START Records shown

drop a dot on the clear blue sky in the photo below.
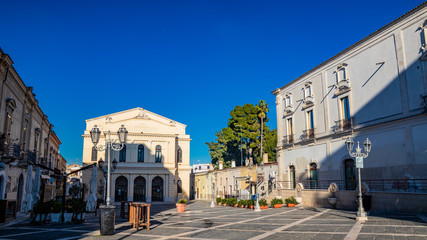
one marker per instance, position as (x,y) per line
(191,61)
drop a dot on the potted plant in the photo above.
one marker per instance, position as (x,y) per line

END Records shown
START Records shown

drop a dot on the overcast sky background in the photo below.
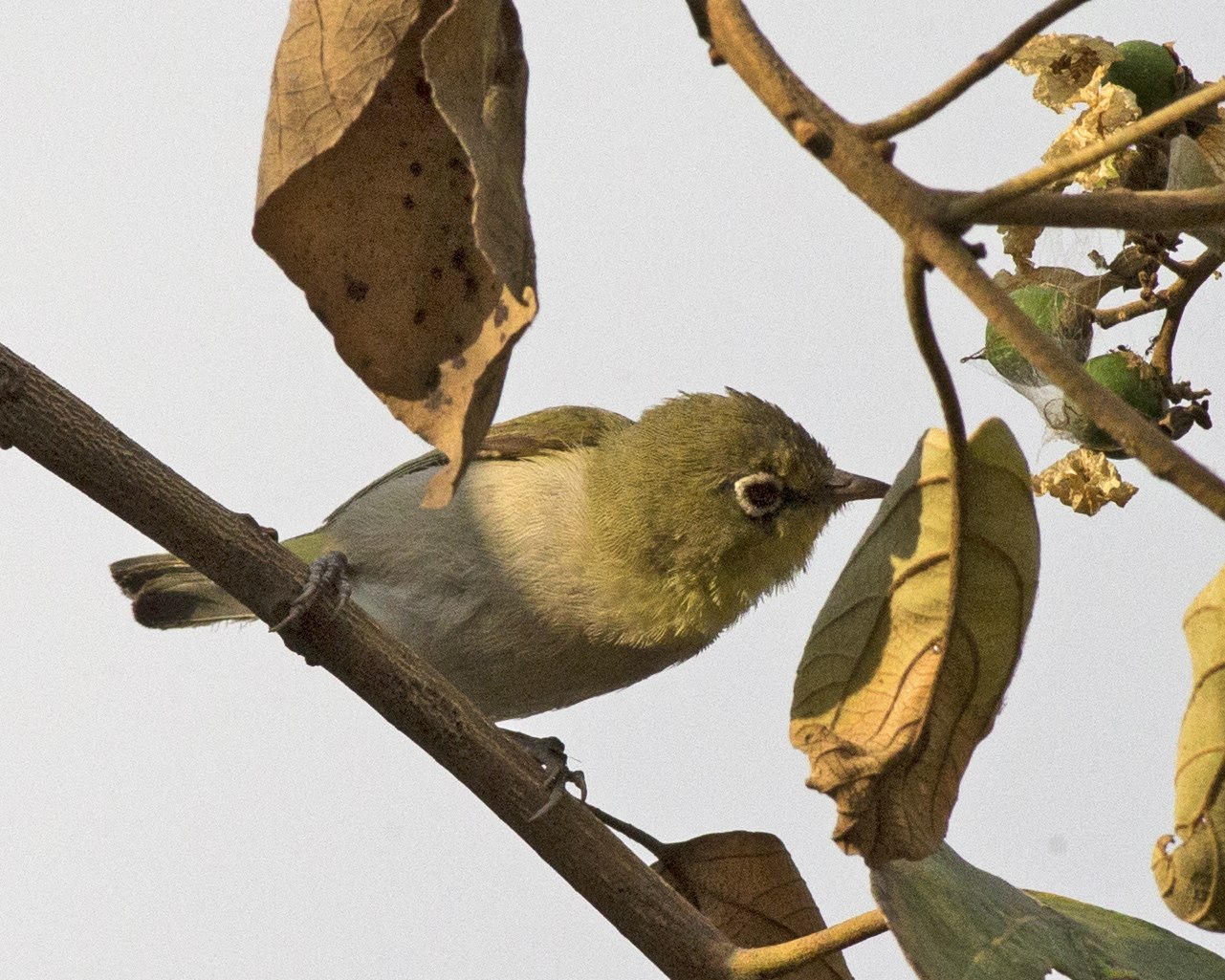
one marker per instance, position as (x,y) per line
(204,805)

END Records shown
START Records shown

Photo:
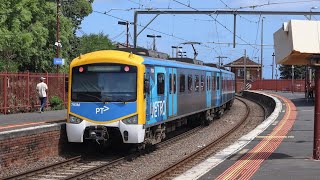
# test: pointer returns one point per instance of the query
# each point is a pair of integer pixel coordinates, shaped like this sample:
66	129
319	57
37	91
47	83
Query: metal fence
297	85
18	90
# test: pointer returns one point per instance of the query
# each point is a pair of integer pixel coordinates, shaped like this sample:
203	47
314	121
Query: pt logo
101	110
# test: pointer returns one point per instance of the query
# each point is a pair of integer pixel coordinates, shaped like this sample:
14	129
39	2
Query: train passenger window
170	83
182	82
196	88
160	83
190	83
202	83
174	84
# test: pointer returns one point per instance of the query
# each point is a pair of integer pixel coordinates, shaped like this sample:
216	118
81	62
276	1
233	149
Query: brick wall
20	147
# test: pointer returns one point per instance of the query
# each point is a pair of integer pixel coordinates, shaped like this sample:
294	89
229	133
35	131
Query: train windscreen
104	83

END Records shown

== Task brief ==
Where a line of the entries contains the word "drop", copy that line.

== Result ==
drop a dot on the clear blue sky in the photo below.
drop a dot on the potted plant in the photo above.
drop a dot on the overcast sky background in the photo below.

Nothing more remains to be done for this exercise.